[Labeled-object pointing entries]

_ _ _ _

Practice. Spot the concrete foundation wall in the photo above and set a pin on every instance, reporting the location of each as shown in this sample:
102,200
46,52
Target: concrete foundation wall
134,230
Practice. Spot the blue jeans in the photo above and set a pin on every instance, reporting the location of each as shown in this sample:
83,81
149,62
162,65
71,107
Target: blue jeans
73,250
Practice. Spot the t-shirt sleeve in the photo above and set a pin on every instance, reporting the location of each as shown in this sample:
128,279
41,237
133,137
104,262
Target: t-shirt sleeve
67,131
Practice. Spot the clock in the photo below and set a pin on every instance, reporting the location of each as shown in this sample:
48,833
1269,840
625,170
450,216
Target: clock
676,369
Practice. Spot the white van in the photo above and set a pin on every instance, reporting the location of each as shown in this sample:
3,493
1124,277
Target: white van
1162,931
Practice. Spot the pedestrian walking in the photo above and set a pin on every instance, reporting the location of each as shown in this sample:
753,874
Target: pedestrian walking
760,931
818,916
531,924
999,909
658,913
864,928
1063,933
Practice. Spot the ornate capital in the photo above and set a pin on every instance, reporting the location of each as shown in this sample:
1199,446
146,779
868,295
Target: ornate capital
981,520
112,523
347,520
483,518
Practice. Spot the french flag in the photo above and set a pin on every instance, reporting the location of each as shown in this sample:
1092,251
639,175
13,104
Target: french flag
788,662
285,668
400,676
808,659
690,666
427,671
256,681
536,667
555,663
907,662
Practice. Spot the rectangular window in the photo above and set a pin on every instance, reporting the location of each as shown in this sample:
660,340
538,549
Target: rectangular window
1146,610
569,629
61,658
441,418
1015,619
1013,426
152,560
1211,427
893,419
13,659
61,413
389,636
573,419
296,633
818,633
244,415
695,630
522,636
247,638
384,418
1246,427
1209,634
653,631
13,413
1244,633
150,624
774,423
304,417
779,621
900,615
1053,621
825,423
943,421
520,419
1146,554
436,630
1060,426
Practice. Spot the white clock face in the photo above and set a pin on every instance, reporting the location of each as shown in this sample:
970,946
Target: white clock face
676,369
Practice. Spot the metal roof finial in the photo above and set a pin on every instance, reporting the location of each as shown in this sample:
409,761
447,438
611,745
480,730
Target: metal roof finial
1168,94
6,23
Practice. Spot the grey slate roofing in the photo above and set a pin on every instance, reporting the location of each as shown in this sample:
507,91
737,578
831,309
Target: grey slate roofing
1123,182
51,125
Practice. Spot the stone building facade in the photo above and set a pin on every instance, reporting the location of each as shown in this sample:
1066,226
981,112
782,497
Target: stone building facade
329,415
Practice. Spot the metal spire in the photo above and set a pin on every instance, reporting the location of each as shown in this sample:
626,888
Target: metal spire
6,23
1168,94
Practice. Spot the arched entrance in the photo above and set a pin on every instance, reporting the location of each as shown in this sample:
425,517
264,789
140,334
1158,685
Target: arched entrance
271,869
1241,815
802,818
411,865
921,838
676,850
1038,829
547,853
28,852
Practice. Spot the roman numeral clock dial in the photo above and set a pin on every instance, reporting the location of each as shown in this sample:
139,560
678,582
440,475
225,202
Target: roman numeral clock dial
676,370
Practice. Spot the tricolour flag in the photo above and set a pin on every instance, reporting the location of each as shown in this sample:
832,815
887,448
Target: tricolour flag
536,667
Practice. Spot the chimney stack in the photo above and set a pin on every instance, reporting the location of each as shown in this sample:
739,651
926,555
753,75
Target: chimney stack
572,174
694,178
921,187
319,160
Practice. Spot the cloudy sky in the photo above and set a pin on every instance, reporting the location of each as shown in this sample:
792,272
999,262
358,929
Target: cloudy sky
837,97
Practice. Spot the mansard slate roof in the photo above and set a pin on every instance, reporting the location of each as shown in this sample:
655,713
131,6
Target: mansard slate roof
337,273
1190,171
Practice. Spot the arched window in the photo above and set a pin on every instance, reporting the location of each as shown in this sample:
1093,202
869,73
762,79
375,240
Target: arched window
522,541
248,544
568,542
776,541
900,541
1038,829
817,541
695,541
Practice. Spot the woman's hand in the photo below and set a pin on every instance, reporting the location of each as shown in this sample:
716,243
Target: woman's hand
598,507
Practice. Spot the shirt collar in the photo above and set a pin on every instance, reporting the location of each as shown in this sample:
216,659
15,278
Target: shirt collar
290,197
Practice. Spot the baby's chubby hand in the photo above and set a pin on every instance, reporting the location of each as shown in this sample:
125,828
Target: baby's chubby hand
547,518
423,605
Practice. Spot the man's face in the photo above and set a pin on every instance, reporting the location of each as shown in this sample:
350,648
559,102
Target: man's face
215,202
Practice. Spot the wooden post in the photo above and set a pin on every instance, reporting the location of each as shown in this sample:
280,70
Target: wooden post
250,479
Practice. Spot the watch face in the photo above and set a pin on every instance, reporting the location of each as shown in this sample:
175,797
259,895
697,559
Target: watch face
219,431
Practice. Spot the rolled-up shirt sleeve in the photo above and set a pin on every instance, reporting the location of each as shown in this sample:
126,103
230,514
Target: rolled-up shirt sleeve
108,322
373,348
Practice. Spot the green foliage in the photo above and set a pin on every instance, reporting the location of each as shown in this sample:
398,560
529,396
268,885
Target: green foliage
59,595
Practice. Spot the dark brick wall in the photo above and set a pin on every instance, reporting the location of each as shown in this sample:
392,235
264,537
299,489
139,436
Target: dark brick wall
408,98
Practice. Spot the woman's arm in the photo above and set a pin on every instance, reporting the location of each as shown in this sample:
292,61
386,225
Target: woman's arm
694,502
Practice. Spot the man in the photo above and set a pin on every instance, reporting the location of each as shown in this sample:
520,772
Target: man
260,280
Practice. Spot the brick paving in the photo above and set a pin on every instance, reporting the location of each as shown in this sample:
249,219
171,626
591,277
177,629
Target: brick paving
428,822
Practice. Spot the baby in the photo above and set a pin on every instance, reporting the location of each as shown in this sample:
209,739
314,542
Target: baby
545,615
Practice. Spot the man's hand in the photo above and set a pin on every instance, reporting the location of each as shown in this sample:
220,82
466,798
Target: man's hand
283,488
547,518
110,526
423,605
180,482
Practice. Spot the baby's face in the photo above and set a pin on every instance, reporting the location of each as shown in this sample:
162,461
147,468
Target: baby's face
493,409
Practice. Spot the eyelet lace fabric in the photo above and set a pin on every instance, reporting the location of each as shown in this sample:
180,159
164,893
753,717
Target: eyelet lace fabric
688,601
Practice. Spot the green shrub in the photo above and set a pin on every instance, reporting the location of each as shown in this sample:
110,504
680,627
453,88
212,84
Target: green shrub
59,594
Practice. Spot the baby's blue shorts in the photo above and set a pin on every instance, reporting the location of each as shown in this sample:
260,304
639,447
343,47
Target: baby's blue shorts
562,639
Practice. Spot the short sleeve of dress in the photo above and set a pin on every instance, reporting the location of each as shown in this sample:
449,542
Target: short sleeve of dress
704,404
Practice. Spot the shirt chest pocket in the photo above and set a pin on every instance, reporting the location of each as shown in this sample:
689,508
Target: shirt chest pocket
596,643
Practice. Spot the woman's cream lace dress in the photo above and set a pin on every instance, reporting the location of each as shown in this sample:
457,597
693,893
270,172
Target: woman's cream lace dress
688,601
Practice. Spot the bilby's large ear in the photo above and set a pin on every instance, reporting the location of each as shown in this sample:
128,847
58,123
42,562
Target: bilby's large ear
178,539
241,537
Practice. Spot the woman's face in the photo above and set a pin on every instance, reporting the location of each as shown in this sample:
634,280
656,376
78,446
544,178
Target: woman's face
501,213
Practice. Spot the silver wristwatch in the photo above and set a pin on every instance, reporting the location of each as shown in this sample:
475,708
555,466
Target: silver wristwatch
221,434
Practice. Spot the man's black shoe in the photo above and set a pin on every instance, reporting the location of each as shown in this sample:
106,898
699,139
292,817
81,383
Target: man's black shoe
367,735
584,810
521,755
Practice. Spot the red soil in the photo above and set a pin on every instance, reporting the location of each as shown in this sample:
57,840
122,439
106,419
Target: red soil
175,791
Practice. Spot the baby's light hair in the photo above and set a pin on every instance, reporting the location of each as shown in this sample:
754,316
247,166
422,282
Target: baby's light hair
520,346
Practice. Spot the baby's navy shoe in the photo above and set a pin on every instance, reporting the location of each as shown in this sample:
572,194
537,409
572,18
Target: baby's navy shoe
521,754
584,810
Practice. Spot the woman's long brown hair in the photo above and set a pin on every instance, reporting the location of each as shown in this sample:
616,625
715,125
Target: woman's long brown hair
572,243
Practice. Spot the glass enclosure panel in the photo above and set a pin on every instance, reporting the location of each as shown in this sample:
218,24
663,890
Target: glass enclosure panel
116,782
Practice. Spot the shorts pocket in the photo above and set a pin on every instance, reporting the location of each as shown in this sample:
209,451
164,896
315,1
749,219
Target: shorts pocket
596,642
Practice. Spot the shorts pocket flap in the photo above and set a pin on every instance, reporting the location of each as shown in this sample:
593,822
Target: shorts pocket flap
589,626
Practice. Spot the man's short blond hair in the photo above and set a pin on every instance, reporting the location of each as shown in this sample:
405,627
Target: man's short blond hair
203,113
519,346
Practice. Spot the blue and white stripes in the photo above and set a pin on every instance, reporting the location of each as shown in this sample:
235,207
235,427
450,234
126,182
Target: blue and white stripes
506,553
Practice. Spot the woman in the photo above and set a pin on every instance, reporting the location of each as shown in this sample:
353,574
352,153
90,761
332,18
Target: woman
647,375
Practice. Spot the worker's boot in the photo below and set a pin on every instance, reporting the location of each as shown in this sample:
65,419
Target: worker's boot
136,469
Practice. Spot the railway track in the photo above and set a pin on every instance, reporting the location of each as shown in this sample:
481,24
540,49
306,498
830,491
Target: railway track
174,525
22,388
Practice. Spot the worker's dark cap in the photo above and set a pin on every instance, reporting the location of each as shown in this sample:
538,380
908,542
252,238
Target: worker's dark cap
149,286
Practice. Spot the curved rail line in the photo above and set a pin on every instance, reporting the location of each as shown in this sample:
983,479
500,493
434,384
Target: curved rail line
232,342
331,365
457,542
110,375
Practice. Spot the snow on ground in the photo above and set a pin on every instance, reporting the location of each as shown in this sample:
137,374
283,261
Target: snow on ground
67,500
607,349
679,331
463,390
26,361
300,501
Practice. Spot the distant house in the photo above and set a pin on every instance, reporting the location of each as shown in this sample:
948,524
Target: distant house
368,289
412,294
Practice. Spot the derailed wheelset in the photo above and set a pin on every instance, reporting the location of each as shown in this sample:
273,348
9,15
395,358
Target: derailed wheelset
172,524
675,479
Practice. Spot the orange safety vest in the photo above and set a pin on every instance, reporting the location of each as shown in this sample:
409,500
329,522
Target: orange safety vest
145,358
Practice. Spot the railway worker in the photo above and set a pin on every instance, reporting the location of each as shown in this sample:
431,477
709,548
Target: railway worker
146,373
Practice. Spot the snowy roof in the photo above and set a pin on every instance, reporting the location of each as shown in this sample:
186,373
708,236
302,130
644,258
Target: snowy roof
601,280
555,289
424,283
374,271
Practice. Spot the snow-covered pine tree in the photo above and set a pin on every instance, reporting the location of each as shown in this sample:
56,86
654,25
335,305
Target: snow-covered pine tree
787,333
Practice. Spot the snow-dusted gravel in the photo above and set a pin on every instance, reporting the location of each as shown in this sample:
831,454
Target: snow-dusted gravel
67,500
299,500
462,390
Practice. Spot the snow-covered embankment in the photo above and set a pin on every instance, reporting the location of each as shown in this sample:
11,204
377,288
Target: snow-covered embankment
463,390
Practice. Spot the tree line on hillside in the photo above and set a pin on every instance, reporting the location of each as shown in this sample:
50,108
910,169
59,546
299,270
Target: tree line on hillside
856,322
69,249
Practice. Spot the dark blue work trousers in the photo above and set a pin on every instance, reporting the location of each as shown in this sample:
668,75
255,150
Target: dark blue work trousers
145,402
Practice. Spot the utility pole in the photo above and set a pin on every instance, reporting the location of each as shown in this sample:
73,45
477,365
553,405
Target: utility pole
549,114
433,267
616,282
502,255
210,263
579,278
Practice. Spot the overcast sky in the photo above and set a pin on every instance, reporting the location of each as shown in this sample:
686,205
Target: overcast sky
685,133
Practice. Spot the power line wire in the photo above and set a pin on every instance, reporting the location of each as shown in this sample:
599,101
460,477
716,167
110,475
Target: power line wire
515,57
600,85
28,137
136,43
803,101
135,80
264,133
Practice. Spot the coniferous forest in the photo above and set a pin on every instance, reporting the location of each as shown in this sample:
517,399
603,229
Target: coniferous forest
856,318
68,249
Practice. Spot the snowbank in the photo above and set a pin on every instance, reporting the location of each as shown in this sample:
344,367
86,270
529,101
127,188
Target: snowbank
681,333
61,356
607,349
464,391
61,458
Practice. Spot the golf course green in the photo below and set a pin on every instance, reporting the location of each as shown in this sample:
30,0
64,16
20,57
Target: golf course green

_ _ _ _

- Problem -
Beginning at the line that holds "Practice. Spot the coniferous", write out word for word each line through the end of the records.

- Output -
Practice. Spot the coniferous forest in the photo above and set a pin on every instance, reporting the location of each as shown in this sample:
517,399
603,229
Target: coniferous forest
856,318
68,249
Practice. Spot the snowbank in the photo above and set a pin on every instance, reporting the location of each as shown in this sample:
344,367
86,270
529,101
127,188
Target: snowbank
681,333
61,356
607,349
464,391
61,458
Practice. Spot the golf course green in the photo below and set a pin on every instance, reporting the location of each as shown in this sample:
30,0
64,16
20,57
Target: golf course green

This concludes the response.